WHAT YOU NEED TO DO — Please put the lines of the records, from the first line through the line containing "[[[212,25],[236,25],[239,27],[252,27],[250,22],[209,22]]]", into a JSON list of strings, one string per line and blank lines left out.
— START INFORMATION PROVIDED —
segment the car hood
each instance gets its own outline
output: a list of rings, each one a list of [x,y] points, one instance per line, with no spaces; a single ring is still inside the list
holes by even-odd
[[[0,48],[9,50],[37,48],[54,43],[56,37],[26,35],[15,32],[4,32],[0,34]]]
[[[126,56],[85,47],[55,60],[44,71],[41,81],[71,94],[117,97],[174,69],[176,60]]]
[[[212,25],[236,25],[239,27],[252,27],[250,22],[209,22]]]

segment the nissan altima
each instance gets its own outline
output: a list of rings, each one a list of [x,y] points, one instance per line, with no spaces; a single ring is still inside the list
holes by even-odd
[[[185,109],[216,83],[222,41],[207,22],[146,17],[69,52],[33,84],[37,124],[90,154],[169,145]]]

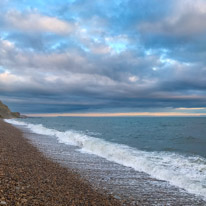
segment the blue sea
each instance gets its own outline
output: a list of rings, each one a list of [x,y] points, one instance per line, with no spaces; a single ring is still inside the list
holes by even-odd
[[[165,185],[171,185],[171,188],[206,200],[204,117],[42,117],[6,121],[33,134],[47,136],[46,142],[49,138],[55,139],[47,146],[47,150],[55,147],[55,154],[69,146],[70,162],[77,161],[78,156],[82,165],[81,158],[91,156],[97,163],[101,162],[101,168],[109,163],[119,165],[116,171],[122,170],[123,175],[118,181],[124,177],[124,185],[129,182],[130,190],[135,184],[135,172],[139,172],[146,175],[147,182],[149,179],[162,182],[163,190]],[[41,138],[38,141],[41,144]],[[69,149],[72,147],[79,155],[71,161]],[[109,167],[114,173],[112,167],[115,166]],[[128,175],[126,179],[124,172],[129,174],[130,170],[134,171],[133,178]]]

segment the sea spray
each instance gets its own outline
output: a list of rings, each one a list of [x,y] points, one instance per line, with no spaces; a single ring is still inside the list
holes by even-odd
[[[73,130],[61,132],[46,128],[42,124],[17,120],[6,121],[24,126],[37,134],[54,136],[61,143],[79,147],[82,152],[95,154],[109,161],[148,173],[152,177],[166,180],[172,185],[206,199],[206,159],[200,156],[186,156],[174,152],[146,152]]]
— END INFORMATION PROVIDED —
SOLUTION FOR THIS TASK —
[
  "segment the car hood",
  "each instance gets its own outline",
  "output: a list of rings, each one a list of [x,y] points, one instance per line, with no spaces; a single ring is still inside the list",
  "holes by even-odd",
  "[[[0,48],[9,50],[37,48],[54,43],[56,37],[26,35],[15,32],[4,32],[0,34]]]",
  "[[[126,56],[85,47],[55,60],[44,71],[41,81],[71,94],[117,97],[174,69],[176,60]]]",
  "[[[212,25],[236,25],[239,27],[252,27],[250,22],[209,22]]]"
]